• [Exercise]: Filter the material below down to the lines containing the string "plate" and copy each of those lines in full. The match is case-sensitive.

(Excerpts from point annotation data)
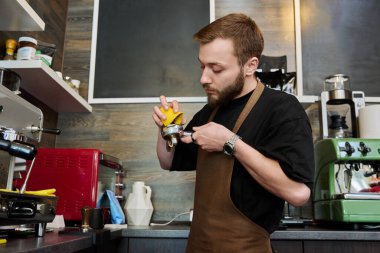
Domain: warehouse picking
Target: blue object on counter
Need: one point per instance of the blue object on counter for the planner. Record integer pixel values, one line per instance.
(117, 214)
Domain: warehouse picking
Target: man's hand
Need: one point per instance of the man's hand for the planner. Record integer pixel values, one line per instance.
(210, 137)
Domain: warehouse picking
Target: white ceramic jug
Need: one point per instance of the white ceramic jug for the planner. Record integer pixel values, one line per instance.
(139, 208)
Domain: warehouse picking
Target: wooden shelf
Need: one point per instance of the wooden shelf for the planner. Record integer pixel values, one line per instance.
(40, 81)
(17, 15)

--

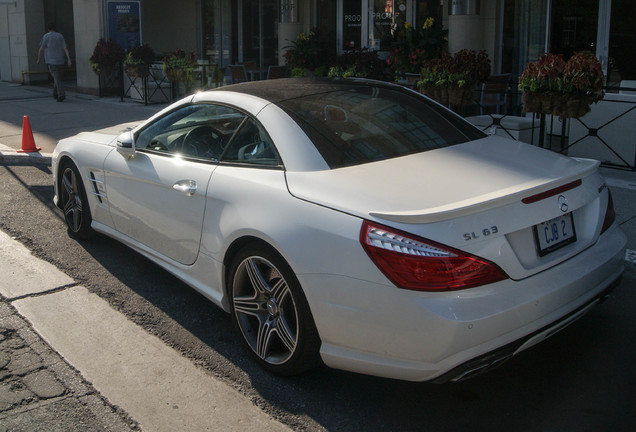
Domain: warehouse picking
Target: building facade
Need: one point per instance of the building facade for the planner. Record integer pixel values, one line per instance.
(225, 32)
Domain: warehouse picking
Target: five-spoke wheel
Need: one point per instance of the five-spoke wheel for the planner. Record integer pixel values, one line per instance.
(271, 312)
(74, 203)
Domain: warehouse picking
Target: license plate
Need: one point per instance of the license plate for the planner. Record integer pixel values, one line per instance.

• [Worked solution]:
Target: license plate
Need: one point per instance of the license plate for the planner. Record integer pixel values, one line per instance.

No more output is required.